## Условие задачи
Допишите продолжение отрывка о Шполянском и булгаковских «неизвестных», начиная сразу после его последнего предложения.

## Отрывок текста
+ + +

Рассказчик “Театрального романа” примерно в тех же выражениях описывает таинственное исчезновение злого издательского духа Мефистофеля-Рудольфи, буквально провалившегося сквозь землю - в Америку - вместе с “Бюро медицинских пиявок” (см. также соответствующий эпизод в “Мастере и Маргарите”).

Итак, Михаил Семенович Шполянский исчезает бесследно перед падением Города. Однако, описывая триумфальный петлюровский парад в только что захваченном Городе, Булгаков не забывает упомянуть и некого незнакомца в бобровой шубе, до странности похожего на “покойного прапорщика Шполянского”. Автор с ироническим упорством именует новоприбывшего “неизвестным”. В дальнейшем творчестве Булгакова носители определения “неизвестный” как правило оборачиваются представителями либо тайной полиции, либо нечистой силы, либо того и другого. Эта тенденция доходит до предела развития в первой главе “Мастера и Маргариты” - “Никогда не разговаривайте с неизвестными” -, где встреченный двумя литераторами хорошо и дорого одетый неизвестный оказывается непосредственно Сатаной.

+ + +

## Фрагменты данных
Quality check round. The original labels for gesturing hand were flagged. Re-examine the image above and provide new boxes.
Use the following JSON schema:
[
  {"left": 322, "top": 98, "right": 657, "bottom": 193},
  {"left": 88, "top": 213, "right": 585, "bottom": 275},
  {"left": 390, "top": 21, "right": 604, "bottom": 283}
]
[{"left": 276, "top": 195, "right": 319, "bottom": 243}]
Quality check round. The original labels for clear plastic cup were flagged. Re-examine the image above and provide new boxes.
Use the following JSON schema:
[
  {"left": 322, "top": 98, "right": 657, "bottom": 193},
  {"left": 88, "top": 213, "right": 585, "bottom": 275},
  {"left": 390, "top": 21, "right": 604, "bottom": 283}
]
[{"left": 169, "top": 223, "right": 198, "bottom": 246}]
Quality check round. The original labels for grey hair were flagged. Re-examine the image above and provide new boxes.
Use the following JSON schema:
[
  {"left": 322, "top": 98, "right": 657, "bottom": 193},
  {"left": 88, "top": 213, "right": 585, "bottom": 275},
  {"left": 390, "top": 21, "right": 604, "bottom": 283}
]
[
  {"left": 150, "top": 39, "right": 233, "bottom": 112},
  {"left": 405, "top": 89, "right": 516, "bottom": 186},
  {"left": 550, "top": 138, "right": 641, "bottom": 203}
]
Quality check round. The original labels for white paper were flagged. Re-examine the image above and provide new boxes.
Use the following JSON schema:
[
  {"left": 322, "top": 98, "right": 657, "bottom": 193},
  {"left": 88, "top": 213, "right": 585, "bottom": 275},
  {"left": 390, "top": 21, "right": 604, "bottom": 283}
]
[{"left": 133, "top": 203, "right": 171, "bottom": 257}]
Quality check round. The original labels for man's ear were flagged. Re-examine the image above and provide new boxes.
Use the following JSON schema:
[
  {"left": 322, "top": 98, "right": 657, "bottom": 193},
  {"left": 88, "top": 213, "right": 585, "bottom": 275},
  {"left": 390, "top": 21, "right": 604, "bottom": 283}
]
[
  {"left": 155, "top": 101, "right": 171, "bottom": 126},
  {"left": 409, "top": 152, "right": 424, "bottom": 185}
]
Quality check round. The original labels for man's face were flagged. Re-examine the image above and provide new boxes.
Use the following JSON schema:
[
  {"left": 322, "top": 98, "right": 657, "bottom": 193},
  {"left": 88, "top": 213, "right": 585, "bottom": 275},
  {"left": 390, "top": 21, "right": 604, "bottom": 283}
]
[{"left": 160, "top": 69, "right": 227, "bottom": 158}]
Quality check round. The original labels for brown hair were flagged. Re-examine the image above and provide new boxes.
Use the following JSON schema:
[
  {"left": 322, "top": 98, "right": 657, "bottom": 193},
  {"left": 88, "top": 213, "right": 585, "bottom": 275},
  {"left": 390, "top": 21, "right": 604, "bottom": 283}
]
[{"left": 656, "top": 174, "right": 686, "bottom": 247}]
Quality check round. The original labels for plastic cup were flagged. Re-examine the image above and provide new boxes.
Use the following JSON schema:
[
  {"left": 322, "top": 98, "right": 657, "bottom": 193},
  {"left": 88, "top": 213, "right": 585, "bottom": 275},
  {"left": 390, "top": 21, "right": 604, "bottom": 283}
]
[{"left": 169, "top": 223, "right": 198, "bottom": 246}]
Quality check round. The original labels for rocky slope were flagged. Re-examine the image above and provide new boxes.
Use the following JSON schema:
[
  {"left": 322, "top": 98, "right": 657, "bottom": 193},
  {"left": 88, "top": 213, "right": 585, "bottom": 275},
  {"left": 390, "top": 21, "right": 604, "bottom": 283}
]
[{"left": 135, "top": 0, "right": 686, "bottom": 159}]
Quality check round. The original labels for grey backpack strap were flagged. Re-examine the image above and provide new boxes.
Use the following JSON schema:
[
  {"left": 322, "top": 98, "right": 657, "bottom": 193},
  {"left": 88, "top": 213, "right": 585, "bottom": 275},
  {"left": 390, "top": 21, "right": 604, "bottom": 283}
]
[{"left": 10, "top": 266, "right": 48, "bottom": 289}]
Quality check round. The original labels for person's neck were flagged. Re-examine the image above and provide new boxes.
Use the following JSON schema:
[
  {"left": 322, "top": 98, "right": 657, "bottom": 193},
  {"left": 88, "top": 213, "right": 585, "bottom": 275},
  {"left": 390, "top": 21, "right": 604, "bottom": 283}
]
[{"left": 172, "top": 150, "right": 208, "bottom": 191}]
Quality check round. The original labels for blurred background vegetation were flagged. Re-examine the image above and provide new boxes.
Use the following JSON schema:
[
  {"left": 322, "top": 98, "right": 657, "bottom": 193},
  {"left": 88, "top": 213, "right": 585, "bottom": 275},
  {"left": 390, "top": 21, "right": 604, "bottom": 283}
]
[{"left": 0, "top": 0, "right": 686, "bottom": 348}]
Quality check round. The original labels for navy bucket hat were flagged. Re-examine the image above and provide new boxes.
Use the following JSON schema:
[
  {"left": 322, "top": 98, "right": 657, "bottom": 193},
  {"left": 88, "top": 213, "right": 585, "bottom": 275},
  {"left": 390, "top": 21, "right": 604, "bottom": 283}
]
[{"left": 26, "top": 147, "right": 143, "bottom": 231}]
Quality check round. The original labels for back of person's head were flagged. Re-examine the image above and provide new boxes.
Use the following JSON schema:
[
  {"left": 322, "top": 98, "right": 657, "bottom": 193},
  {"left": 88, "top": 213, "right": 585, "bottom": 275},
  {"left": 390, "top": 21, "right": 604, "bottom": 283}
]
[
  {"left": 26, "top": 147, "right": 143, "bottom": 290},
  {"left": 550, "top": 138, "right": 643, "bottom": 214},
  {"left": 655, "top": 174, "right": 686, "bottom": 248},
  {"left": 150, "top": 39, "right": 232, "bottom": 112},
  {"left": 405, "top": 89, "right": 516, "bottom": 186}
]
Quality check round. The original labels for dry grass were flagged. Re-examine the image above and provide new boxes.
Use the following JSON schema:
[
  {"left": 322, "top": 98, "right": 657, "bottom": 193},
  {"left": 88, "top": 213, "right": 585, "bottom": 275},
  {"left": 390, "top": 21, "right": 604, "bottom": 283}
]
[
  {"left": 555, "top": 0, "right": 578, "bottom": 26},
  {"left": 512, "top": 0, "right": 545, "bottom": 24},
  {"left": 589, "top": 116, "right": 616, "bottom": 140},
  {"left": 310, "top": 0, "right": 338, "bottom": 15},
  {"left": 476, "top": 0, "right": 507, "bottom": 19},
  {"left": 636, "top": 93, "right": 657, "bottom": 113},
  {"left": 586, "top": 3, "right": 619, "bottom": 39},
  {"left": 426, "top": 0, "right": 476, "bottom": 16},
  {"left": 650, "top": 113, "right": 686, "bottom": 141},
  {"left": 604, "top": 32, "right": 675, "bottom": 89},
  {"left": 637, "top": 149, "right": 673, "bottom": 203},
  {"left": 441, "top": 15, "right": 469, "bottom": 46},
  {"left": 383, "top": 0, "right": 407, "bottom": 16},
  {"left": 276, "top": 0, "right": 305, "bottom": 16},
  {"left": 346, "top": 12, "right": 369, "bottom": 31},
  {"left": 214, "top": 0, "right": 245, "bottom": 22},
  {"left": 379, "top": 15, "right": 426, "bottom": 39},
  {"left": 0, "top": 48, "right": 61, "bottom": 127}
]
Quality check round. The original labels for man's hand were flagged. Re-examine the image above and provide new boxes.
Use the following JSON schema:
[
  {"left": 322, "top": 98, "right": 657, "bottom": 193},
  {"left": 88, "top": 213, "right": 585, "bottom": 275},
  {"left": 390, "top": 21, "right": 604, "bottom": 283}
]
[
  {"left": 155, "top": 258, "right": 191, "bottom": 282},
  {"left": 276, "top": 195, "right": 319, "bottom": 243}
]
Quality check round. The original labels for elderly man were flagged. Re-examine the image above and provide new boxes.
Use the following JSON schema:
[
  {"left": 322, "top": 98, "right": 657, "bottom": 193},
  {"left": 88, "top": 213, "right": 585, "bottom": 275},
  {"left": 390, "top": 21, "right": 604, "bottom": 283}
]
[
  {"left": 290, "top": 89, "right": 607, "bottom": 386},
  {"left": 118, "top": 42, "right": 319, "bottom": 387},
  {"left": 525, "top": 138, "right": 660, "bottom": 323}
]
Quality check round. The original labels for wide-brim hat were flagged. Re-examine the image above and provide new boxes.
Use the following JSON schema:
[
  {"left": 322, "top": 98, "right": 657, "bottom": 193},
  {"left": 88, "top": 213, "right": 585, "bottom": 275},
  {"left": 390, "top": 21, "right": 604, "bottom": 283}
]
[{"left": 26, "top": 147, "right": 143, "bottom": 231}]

+ + +

## Ответ к заданию
“Неизвестный” “Белой Гвардии” сеет смуту, защищает своих приверженцев (“… и главное, оратор пропал. Так пропал чудесно, колдовски, что словно сквозь землю провалился.”[Булгаков 1989: 395]) и обеспечивает мгновенное воздаяние подлецу и доносчику с эфективностью, вызывающей восхищение даже у поручика Виктора Мышлаевского. При этом, сам “неизвестный” в происходящем как бы и не участвует. Он - лишь снисходительный наблюдатель. Всю черную работу осуществляет его “свита”: смешливый Щур и светловолосый “оратор”. В самом же обладателе дорогой шубы и золотого портсигара, набитого немецкими папиросами, угадываются черты уже не мелкого беса…

То, что modus operandi Михаила Семеновича был в последующих произведениях принят Булгаковым за образец поведения нечистой силы, заставляет предположить, что подспудная инфернализация покойного прапорщика изначально являлась частью авторского замысла.

Более того, в момент окончательной демонизации отношение если не самого автора, то любимых его героев к Шполянскому из крайне отрицательного становится по меньшей мере амбивалентным. “Ну одно тебе скажу, Карась, молодцы большевики. Клянусь честью, молодцы”,- комментирует действия “неизвестного” и его свиты Мышлаевский. “Вот работа, так работа. Видал, как ловко орателя сплавили? И смелы.” [Булгаков 1989: 397]

Итак, карикатура, рефлекс литературной мести оборачиваются проявлением одного из самых базовых мотивов булгаковского творчества.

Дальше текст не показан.